Start of Text provided
The Waterloo Record has some more details (although there’s still a lot we don’t know):
- Of the $3.1 million awarded to Bb, there were $2.5 million in lost profits and $630,000 in royalties. I don’t understand this yet, but it appears at first blush as though the forward-looking damages (i.e., royalties) might be limited.
- The jury gave the judge the option of granting Bb an injunction. What this would mean is that D2L could no longer sell its product in the US while the injunction is in force. However, (a) Bb has not yet asked for that injunction, and (b) an analyst quoted in the article claims the judge would be unlikely to shut D2L down like that, especially if an appeal is pending.
- Speaking of which, a quote by D2L’s CEO John Baker seems to indicate that D2L will appeal, although his statement is general enough that I wouldn’t call it definitive.
- D2L thinks that they could develop a workaround for (what’s left of) the patent. (Remember, a good chunk of it was ruled invalid.) In other words, even if the patent holds, they think they can avoid infringing on it with minor modifications to their software.
- At least one of D2L’s major customers (University of Wisconsin) went on record expressing concern that this suit would increase their licensing fees.
End of Text provided
Start of Stored rows
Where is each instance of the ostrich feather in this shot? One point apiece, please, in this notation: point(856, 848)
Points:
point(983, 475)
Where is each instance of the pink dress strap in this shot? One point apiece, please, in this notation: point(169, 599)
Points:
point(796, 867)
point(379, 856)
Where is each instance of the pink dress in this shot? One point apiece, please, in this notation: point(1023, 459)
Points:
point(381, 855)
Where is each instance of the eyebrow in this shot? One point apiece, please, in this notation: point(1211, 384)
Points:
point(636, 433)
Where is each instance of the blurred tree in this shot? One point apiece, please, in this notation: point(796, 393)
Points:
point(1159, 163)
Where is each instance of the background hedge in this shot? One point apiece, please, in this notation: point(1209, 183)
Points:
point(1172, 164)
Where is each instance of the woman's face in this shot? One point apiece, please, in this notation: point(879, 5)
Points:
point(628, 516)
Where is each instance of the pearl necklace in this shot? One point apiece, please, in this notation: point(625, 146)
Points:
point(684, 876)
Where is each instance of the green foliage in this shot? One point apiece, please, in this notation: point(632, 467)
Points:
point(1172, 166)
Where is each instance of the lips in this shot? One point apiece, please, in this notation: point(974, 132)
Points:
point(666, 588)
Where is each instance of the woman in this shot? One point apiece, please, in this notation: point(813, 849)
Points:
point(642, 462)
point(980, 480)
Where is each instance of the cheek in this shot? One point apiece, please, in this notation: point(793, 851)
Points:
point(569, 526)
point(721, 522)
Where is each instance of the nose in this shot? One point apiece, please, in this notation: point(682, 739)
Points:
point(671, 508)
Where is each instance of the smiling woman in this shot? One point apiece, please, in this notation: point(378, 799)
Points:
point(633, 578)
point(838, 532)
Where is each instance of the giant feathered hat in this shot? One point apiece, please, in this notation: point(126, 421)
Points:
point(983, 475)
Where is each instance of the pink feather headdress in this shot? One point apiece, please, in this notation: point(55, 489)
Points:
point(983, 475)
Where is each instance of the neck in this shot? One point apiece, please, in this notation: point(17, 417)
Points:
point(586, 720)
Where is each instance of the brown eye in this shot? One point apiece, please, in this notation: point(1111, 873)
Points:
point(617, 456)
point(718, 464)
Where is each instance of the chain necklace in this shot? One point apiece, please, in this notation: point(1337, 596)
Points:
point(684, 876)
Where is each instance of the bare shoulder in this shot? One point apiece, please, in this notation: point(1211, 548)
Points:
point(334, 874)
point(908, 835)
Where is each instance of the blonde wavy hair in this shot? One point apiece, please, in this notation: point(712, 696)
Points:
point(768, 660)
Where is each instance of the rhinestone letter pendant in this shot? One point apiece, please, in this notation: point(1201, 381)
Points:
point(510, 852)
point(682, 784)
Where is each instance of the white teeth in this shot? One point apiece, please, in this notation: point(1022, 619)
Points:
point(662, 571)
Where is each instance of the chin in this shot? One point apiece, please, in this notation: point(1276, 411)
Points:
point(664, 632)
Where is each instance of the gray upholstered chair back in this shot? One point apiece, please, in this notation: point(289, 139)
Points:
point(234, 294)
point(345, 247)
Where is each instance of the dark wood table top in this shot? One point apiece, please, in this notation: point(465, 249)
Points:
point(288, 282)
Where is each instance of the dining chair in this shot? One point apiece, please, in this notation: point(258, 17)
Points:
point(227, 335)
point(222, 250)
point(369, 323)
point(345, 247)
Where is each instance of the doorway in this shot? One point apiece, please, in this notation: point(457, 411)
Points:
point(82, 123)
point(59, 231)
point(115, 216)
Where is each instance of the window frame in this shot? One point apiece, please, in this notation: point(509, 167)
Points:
End of Stored rows
## Challenge 1
According to the text on the patent lawsuit, how much of the $3.1 million awarded to Bb was for lost profits?
## Challenge 2
Rewrite the rows between the lines holding "Where is each instance of the pink feather" and "point(586, 720)", inclusive, with "neck" replaced by "throat" and everything else unchanged.

## Final answer 1
$2.5 million.

## Final answer 2
Where is each instance of the pink feather headdress in this shot? One point apiece, please, in this notation: point(55, 489)
Points:
point(983, 475)
Where is each instance of the throat in this shot? One point apiece, please, in this notation: point(17, 417)
Points:
point(586, 720)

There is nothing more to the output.